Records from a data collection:
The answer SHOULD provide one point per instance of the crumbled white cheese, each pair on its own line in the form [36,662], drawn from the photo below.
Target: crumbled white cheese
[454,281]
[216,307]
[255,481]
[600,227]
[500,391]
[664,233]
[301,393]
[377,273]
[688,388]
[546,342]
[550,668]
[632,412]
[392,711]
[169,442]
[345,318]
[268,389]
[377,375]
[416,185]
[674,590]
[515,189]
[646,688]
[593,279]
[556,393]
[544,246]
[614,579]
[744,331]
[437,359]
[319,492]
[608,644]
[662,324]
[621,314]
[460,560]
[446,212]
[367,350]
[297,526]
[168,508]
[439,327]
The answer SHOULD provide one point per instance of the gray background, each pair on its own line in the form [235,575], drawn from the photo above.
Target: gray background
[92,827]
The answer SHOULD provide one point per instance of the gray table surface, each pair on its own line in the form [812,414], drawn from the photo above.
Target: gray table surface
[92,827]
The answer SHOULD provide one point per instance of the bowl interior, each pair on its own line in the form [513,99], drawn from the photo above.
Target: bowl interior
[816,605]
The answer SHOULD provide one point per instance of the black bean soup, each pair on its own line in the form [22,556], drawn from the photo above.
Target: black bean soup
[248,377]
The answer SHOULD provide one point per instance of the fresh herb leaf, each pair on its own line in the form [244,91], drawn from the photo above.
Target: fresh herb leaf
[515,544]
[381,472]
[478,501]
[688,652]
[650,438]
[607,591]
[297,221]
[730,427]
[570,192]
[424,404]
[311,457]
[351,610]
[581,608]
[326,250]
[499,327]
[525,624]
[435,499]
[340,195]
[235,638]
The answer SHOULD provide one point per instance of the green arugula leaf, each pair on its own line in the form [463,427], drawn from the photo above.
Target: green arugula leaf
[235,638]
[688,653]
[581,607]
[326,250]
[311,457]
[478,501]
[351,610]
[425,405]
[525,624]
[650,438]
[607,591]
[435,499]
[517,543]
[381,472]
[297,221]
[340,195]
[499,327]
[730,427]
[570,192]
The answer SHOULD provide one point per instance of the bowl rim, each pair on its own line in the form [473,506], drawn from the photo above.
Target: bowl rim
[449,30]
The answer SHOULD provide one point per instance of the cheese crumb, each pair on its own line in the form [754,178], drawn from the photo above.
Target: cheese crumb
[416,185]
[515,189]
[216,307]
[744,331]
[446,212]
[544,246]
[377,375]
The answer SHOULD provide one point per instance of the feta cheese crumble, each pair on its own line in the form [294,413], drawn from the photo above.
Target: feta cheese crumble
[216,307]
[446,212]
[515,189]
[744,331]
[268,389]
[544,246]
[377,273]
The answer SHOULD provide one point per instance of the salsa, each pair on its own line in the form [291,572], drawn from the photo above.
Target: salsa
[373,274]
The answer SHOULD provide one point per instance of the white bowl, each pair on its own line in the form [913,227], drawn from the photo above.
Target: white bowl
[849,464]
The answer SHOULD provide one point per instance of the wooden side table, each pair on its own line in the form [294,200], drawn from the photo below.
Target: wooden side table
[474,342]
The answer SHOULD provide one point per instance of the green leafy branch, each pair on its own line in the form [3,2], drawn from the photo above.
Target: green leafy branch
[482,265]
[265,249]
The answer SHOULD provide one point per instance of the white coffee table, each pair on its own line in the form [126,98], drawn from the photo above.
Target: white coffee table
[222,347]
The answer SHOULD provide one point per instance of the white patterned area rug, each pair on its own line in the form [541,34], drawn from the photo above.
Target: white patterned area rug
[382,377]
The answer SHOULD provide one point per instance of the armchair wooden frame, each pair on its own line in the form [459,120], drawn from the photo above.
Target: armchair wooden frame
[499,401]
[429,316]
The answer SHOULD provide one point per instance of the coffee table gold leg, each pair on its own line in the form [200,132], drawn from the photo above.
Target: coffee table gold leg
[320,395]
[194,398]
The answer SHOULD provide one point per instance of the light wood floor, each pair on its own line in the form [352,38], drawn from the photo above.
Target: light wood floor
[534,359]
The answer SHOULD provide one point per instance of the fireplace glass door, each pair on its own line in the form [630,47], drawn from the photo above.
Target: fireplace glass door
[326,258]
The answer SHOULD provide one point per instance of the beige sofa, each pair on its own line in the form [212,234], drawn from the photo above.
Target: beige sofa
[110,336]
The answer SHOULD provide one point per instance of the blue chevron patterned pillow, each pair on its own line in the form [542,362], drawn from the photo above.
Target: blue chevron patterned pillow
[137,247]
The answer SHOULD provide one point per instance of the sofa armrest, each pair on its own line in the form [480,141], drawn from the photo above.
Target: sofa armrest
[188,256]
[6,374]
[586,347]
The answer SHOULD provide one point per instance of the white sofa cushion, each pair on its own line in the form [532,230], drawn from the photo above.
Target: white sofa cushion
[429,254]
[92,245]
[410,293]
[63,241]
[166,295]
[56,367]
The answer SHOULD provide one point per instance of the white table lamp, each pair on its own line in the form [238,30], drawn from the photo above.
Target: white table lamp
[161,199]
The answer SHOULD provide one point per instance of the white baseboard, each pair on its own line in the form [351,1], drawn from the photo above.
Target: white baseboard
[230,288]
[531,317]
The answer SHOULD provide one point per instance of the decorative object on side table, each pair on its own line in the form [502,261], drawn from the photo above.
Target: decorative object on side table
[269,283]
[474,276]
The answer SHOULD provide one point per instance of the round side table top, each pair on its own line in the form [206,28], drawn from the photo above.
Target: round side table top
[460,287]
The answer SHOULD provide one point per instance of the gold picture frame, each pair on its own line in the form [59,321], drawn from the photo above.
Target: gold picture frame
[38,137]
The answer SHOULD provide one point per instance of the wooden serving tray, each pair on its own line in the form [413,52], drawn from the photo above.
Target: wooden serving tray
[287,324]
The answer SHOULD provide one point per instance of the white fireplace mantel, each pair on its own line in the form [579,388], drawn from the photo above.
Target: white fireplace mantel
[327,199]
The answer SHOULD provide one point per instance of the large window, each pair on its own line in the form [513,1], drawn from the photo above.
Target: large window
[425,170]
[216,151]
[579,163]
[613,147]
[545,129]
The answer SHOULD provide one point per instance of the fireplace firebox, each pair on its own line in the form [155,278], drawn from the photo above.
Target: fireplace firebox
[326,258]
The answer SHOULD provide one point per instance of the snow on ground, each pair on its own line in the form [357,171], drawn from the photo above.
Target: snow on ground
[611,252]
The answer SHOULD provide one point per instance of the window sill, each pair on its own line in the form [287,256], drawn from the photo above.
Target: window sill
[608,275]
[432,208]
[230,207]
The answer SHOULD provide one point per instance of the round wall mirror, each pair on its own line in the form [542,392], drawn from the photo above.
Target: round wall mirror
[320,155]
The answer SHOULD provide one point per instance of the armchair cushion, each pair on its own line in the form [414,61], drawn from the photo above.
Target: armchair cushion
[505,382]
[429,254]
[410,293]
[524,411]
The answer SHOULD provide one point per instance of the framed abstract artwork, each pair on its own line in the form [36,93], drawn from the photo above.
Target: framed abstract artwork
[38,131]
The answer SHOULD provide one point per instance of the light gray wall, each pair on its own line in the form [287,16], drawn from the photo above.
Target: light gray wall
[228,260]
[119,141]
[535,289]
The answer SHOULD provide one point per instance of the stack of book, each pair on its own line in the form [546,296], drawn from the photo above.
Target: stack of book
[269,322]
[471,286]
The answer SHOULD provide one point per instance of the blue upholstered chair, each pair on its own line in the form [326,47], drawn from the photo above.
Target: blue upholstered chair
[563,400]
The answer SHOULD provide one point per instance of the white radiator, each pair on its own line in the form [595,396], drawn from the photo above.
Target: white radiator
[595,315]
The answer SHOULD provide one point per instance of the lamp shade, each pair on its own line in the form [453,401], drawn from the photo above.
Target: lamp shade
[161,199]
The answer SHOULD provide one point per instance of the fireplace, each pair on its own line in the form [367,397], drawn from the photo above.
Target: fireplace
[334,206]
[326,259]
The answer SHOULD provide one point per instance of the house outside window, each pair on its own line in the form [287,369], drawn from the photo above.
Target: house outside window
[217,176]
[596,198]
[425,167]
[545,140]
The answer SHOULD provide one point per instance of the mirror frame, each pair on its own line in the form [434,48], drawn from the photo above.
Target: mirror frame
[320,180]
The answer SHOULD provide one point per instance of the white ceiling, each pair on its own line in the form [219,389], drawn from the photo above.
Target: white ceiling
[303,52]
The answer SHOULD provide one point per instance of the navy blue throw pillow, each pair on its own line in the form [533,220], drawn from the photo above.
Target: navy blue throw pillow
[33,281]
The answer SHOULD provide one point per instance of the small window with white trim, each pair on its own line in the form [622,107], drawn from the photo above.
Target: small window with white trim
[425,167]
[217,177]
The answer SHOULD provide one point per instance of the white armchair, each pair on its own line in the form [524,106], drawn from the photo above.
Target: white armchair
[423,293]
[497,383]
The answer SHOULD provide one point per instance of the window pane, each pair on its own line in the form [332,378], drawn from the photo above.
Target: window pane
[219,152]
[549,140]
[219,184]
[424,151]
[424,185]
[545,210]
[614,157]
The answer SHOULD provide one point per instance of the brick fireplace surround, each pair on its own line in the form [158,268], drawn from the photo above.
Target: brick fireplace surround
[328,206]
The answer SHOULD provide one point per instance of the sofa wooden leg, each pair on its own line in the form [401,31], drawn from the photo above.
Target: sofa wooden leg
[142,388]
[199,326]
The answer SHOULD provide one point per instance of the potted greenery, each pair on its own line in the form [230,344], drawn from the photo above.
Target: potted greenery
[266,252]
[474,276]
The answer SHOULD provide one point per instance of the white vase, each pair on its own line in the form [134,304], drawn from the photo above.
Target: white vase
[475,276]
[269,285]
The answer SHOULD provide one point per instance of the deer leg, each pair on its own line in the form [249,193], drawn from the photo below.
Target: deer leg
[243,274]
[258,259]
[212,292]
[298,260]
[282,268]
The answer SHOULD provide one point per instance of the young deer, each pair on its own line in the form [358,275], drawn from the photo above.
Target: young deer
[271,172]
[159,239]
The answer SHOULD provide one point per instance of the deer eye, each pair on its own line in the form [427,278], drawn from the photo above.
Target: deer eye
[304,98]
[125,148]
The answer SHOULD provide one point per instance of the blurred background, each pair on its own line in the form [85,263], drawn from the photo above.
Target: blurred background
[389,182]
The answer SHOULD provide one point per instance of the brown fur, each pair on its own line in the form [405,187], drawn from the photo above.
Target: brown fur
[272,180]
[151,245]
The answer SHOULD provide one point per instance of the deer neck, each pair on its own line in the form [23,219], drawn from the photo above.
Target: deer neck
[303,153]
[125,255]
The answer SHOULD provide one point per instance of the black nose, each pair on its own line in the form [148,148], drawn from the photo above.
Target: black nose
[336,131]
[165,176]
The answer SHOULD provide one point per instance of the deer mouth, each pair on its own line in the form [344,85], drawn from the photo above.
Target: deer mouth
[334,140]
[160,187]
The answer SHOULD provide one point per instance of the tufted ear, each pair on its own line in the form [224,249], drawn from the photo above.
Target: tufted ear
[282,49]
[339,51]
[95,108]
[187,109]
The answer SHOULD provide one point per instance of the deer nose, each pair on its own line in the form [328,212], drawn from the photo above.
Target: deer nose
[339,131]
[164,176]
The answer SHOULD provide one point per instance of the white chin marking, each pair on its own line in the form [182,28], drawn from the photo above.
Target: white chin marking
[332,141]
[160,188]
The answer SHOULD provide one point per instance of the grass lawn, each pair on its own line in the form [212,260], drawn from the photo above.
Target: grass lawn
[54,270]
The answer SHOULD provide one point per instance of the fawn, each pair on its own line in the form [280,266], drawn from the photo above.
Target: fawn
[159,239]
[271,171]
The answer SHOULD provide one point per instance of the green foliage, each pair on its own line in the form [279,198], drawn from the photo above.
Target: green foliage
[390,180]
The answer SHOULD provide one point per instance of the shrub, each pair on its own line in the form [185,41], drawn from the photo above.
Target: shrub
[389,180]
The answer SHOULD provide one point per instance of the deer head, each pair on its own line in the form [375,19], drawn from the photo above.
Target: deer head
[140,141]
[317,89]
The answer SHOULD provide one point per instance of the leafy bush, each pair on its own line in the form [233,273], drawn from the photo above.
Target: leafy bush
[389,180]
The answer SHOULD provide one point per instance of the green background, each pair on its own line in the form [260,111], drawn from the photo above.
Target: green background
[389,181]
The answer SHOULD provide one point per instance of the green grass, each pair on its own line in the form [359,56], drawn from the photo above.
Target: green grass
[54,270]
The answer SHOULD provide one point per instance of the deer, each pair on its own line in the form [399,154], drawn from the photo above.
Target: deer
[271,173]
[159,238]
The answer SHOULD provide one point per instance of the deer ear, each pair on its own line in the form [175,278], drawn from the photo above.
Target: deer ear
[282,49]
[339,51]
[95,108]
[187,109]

*YOUR INSTRUCTIONS*: Quote the records from their first line to the line with "The answer SHOULD provide one point per instance of the fresh", inclusive, without adding or dropping anything.

*RESPONSE AREA*:
The answer SHOULD provide one point per instance of the crumbled white cheese, each pair on its own line in the form [36,662], drawn from the photo below.
Target: crumbled white cheese
[454,281]
[216,307]
[255,481]
[600,227]
[500,391]
[664,233]
[301,393]
[377,273]
[688,388]
[546,342]
[550,668]
[632,412]
[392,711]
[169,442]
[345,318]
[268,389]
[377,375]
[416,185]
[674,590]
[515,189]
[646,688]
[593,279]
[556,393]
[544,246]
[614,579]
[744,331]
[437,359]
[319,492]
[608,644]
[662,324]
[621,314]
[460,560]
[446,212]
[367,350]
[297,526]
[168,508]
[439,327]
The answer SHOULD provide one point per instance of the gray background, each pair on its own line in the form [235,575], drawn from the photo above.
Target: gray background
[92,827]
The answer SHOULD provide one point per instance of the gray table surface, each pair on its own line in the form [812,414], drawn from the photo above.
Target: gray table surface
[92,827]
The answer SHOULD provide one point per instance of the bowl interior, each pair on its own line in the form [513,99], drawn from the photo above.
Target: bowl interior
[816,605]
The answer SHOULD provide one point per instance of the black bean soup, each pair on its own line in the form [22,556], drawn from the photo above.
Target: black bean soup
[248,377]
The answer SHOULD provide one point per instance of the fresh herb leaf, each pair on its own line in the form [244,91], drawn from the photo above.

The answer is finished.